# TASK STATEMENT
Could you convert the data below into a JSON list of strings, with each line as its own string and blank lines dropped?

— Start of INPUT —

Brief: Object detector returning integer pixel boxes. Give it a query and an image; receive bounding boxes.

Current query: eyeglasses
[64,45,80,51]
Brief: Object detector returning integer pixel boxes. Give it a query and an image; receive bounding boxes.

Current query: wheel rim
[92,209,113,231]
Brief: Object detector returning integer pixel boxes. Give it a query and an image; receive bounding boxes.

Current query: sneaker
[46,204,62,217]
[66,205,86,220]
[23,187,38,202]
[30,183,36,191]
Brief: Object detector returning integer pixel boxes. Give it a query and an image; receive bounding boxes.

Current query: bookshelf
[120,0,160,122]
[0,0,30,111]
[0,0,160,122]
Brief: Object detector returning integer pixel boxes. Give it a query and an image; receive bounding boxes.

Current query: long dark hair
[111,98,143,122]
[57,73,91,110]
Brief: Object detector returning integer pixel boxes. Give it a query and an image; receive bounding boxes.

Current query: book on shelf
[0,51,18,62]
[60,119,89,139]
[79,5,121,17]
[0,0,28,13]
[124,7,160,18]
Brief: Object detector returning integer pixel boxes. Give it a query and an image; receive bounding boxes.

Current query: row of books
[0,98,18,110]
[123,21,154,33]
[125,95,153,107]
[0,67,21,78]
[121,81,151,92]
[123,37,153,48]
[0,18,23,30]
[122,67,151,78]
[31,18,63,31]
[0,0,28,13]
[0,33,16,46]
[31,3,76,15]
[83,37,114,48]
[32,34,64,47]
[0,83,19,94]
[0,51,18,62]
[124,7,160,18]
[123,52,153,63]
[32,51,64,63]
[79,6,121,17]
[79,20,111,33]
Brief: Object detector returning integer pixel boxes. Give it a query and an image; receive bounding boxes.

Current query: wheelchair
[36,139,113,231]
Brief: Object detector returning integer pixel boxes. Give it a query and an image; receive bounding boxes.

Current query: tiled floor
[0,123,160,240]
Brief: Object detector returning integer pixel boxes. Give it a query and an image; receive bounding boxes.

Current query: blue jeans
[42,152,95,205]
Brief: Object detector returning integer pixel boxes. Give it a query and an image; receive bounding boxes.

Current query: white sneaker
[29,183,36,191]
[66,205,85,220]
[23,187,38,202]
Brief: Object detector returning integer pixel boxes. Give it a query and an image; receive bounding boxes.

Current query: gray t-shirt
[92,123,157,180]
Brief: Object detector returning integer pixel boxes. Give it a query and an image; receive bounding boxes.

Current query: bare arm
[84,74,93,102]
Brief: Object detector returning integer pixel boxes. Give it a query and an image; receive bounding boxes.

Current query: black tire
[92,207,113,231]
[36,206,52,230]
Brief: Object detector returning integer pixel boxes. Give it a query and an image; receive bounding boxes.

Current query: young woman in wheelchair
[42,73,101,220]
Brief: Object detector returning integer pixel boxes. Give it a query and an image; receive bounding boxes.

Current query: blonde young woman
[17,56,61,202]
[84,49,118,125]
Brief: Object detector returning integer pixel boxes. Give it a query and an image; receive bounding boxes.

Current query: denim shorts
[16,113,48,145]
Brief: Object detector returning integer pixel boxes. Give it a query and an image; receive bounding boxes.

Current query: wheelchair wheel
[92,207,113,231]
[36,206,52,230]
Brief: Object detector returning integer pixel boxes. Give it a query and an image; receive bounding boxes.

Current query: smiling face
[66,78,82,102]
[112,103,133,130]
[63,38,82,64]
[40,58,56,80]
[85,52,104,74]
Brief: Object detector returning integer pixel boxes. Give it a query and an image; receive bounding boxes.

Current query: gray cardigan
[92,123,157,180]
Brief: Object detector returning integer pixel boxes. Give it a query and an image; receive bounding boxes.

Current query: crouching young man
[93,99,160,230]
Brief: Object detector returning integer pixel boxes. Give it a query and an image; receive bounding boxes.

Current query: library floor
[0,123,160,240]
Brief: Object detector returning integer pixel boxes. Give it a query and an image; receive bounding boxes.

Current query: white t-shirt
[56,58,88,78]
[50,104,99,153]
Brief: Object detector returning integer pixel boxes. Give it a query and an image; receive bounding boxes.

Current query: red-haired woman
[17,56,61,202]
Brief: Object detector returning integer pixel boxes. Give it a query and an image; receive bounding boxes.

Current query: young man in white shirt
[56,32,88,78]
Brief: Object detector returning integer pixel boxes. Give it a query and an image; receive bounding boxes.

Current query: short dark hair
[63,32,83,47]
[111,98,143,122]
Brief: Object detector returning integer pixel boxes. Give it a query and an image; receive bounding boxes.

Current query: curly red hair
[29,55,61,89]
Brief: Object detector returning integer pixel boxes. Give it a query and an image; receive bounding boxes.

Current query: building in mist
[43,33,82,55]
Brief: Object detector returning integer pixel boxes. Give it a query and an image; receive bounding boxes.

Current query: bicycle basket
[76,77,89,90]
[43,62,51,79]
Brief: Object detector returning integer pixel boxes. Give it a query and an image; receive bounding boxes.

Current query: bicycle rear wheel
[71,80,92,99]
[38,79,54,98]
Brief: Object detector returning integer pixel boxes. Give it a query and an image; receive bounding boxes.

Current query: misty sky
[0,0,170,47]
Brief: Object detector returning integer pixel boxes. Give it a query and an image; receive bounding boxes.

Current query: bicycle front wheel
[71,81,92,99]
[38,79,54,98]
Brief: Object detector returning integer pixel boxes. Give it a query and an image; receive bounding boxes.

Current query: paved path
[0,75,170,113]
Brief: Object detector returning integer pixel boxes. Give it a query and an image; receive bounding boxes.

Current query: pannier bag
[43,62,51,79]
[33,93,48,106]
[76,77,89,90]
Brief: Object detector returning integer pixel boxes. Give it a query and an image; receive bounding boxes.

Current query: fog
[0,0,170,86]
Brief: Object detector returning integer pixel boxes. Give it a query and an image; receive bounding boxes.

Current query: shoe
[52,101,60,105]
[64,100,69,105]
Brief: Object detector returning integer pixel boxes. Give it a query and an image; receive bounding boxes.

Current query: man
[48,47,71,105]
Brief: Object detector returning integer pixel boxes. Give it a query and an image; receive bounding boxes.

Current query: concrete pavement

— End of INPUT —

# THE ANSWER
[
  "Brief: Object detector returning integer pixel boxes. Give it a query and an image; receive bounding boxes.",
  "Current query: eyeglasses",
  "[64,45,80,51]",
  "Brief: Object detector returning integer pixel boxes. Give it a query and an image; receive bounding boxes.",
  "Current query: wheel rim",
  "[92,209,113,231]",
  "Brief: Object detector returning integer pixel boxes. Give it a query and an image; receive bounding boxes.",
  "Current query: sneaker",
  "[46,204,62,217]",
  "[66,205,86,220]",
  "[23,187,38,202]",
  "[30,183,36,191]",
  "Brief: Object detector returning integer pixel boxes. Give it a query and an image; receive bounding boxes.",
  "Current query: bookshelf",
  "[120,0,160,122]",
  "[0,0,30,111]",
  "[0,0,160,122]",
  "Brief: Object detector returning integer pixel boxes. Give it a query and an image; receive bounding boxes.",
  "Current query: long dark hair",
  "[111,98,143,122]",
  "[57,73,91,110]",
  "Brief: Object detector returning integer pixel boxes. Give it a query and an image; receive bounding boxes.",
  "Current query: book on shelf",
  "[0,51,18,62]",
  "[60,119,89,139]",
  "[79,5,121,17]",
  "[0,0,28,13]",
  "[124,7,160,18]",
  "Brief: Object detector returning integer pixel boxes. Give it a query and an image; receive bounding boxes.",
  "Current query: row of books",
  "[0,98,18,110]",
  "[123,21,154,33]",
  "[125,95,153,107]",
  "[0,67,21,78]",
  "[121,81,151,92]",
  "[123,37,153,48]",
  "[0,18,23,30]",
  "[122,67,151,78]",
  "[31,18,63,31]",
  "[0,0,28,13]",
  "[0,33,16,46]",
  "[31,3,76,15]",
  "[83,37,114,48]",
  "[32,34,64,47]",
  "[0,83,19,94]",
  "[0,51,18,62]",
  "[124,7,160,18]",
  "[123,52,153,63]",
  "[32,51,64,63]",
  "[79,6,121,17]",
  "[79,20,111,33]",
  "Brief: Object detector returning integer pixel boxes. Give it a query and an image; receive bounding boxes.",
  "Current query: wheelchair",
  "[36,139,113,231]",
  "Brief: Object detector returning integer pixel boxes. Give it a query and an image; receive bounding boxes.",
  "Current query: tiled floor",
  "[0,123,160,240]",
  "Brief: Object detector returning integer pixel boxes. Give it a query and an image; receive bounding boxes.",
  "Current query: blue jeans",
  "[42,152,95,205]",
  "Brief: Object detector returning integer pixel boxes. Give it a query and an image; receive bounding boxes.",
  "Current query: white sneaker",
  "[29,183,36,191]",
  "[66,205,85,220]",
  "[23,187,38,202]",
  "Brief: Object detector returning integer pixel boxes. Give it a query and an image; receive bounding boxes.",
  "Current query: gray t-shirt",
  "[92,123,157,180]",
  "Brief: Object detector returning integer pixel boxes. Give it a query and an image; receive bounding boxes.",
  "Current query: bare arm",
  "[84,74,93,102]",
  "Brief: Object detector returning integer pixel boxes. Give it a query and an image; receive bounding boxes.",
  "Current query: black tire",
  "[92,207,113,231]",
  "[36,206,52,230]",
  "Brief: Object detector returning integer pixel boxes. Give it a query and an image; receive bounding boxes.",
  "Current query: young woman in wheelchair",
  "[42,73,101,220]",
  "Brief: Object detector returning integer pixel boxes. Give it a query and an image; receive bounding boxes.",
  "Current query: blonde young woman",
  "[17,56,61,202]",
  "[84,49,118,125]",
  "Brief: Object detector returning integer pixel boxes. Give it a query and an image; receive bounding boxes.",
  "Current query: denim shorts",
  "[16,113,48,145]",
  "Brief: Object detector returning integer pixel boxes. Give it a query and an image; receive bounding boxes.",
  "Current query: wheelchair wheel",
  "[92,207,113,231]",
  "[36,206,52,230]",
  "Brief: Object detector returning integer pixel boxes. Give it a query and an image; receive bounding boxes.",
  "Current query: smiling face",
  "[66,78,82,102]",
  "[112,103,133,130]",
  "[63,38,82,64]",
  "[40,58,56,80]",
  "[85,52,104,74]",
  "Brief: Object detector returning integer pixel boxes. Give it a query and an image; receive bounding boxes.",
  "Current query: gray cardigan",
  "[92,123,157,180]",
  "Brief: Object detector returning integer pixel boxes. Give it a query and an image; receive bounding boxes.",
  "Current query: crouching young man",
  "[93,99,160,230]",
  "Brief: Object detector returning integer pixel boxes. Give it a query and an image; receive bounding boxes.",
  "Current query: library floor",
  "[0,123,160,240]",
  "Brief: Object detector returning integer pixel boxes. Give it a query and an image; receive bounding boxes.",
  "Current query: white t-shirt",
  "[56,58,88,78]",
  "[50,104,99,153]",
  "Brief: Object detector returning integer pixel boxes. Give it a query and an image; receive bounding boxes.",
  "Current query: red-haired woman",
  "[17,56,61,202]",
  "Brief: Object detector returning integer pixel boxes. Give it a query and an image; receive bounding boxes.",
  "Current query: young man in white shirt",
  "[56,32,88,78]",
  "Brief: Object detector returning integer pixel boxes. Give it a query and an image; receive bounding boxes.",
  "Current query: short dark hair",
  "[63,32,83,47]",
  "[111,98,143,122]",
  "Brief: Object detector returning integer pixel boxes. Give it a query and an image; receive bounding boxes.",
  "Current query: curly red hair",
  "[29,55,61,89]",
  "Brief: Object detector returning integer pixel boxes. Give it a query and an image; receive bounding boxes.",
  "Current query: building in mist",
  "[43,33,82,55]",
  "Brief: Object detector returning integer pixel boxes. Give it a query and an image; receive bounding boxes.",
  "Current query: bicycle basket",
  "[76,77,89,90]",
  "[43,62,51,79]",
  "Brief: Object detector returning integer pixel boxes. Give it a query and an image; receive bounding boxes.",
  "Current query: bicycle rear wheel",
  "[71,80,92,99]",
  "[38,79,54,98]",
  "Brief: Object detector returning integer pixel boxes. Give it a query and an image; receive bounding boxes.",
  "Current query: misty sky",
  "[0,0,170,47]",
  "Brief: Object detector returning integer pixel boxes. Give it a query and an image; receive bounding boxes.",
  "Current query: bicycle front wheel",
  "[71,81,92,99]",
  "[38,79,54,98]",
  "Brief: Object detector returning integer pixel boxes. Give it a query and an image; receive bounding boxes.",
  "Current query: paved path",
  "[0,75,170,113]",
  "Brief: Object detector returning integer pixel boxes. Give it a query and an image; receive bounding boxes.",
  "Current query: pannier bag",
  "[43,62,51,79]",
  "[33,93,48,106]",
  "[76,77,89,90]",
  "Brief: Object detector returning integer pixel boxes. Give it a query and an image; receive bounding boxes.",
  "Current query: fog",
  "[0,0,170,86]",
  "Brief: Object detector returning integer pixel boxes. Give it a query and an image; receive bounding boxes.",
  "Current query: shoe",
  "[52,101,60,105]",
  "[64,100,69,105]",
  "Brief: Object detector returning integer pixel boxes. Give it a query and an image; receive bounding boxes.",
  "Current query: man",
  "[48,47,71,105]",
  "Brief: Object detector returning integer pixel boxes. Give it a query and an image; receive bounding boxes.",
  "Current query: concrete pavement"
]